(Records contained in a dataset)
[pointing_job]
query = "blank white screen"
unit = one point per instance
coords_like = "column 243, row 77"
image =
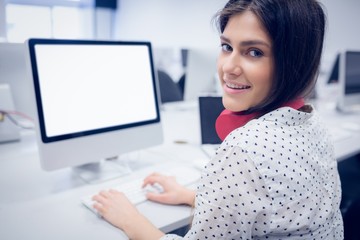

INSTRUCTIONS FOR THE TASK - Leave the images out and print each entry exactly.

YOUR SOLUTION -
[pointing_job]
query = "blank white screen"
unit = one point per instance
coords_like = "column 243, row 77"
image =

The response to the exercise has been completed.